Begin

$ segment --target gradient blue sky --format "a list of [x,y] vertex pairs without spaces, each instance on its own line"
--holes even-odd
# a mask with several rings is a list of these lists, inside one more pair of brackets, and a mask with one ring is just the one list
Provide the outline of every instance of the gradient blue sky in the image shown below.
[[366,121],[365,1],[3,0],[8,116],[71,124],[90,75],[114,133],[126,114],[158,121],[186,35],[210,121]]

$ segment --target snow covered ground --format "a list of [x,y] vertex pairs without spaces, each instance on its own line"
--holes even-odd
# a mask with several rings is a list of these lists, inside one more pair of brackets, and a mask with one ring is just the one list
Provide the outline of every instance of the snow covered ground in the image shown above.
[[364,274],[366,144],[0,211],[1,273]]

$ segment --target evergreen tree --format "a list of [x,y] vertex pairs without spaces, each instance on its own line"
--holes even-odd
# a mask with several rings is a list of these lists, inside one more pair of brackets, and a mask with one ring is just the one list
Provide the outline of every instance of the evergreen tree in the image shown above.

End

- **PROBLEM REQUIREMENTS**
Look above for the line that holds "segment --target snow", then copy it and each line after it exactly, through the last line of the data.

- **THE REPLY**
$ segment --target snow covered ground --format "a list of [x,y] vertex pairs without spaces, each instance on its own line"
--holes even-odd
# a mask with several rings is a list of these lists, inside one more pair of brackets, and a mask with one ring is just the one list
Provide the outline of every instance of the snow covered ground in the image shown above.
[[364,274],[366,144],[0,211],[1,273]]

$ segment --target evergreen tree --format "a list of [x,y] vertex pairs without spaces, each instance on its own line"
--holes even-odd
# a mask with several rings is a list of these lists, inside one more pair of brackets, and a mask with one ring is just the one list
Provide the outline of every instance of the evergreen tree in the image shown above.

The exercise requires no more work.